'''
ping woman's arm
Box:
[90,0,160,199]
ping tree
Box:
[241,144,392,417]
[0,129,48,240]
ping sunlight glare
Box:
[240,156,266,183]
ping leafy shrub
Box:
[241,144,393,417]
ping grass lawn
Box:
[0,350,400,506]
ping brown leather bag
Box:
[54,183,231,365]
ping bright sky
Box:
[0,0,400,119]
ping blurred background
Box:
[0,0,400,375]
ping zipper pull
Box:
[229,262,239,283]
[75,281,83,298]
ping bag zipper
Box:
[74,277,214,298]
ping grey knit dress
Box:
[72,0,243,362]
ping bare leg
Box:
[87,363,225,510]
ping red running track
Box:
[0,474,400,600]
'''
## Brief
Return all of the rows above word for word, with no changes.

## Task answer
ping woman's arm
Box:
[90,0,160,199]
ping tree
Box:
[241,144,392,417]
[0,129,48,240]
ping sunlight glare
Box:
[240,156,266,183]
ping leafy shrub
Box:
[241,144,393,417]
ping grass lawn
Box:
[0,350,400,506]
ping brown leather bag
Box:
[54,183,231,365]
ping bright sky
Box:
[0,0,400,119]
ping blurred background
Box:
[0,0,400,375]
ping zipper pull
Box:
[229,262,239,283]
[75,281,83,298]
ping bag zipper
Box:
[74,277,214,298]
ping grey knit dress
Box:
[72,0,243,362]
ping bare leg
Box:
[87,363,225,510]
ping red running track
Box:
[0,474,400,600]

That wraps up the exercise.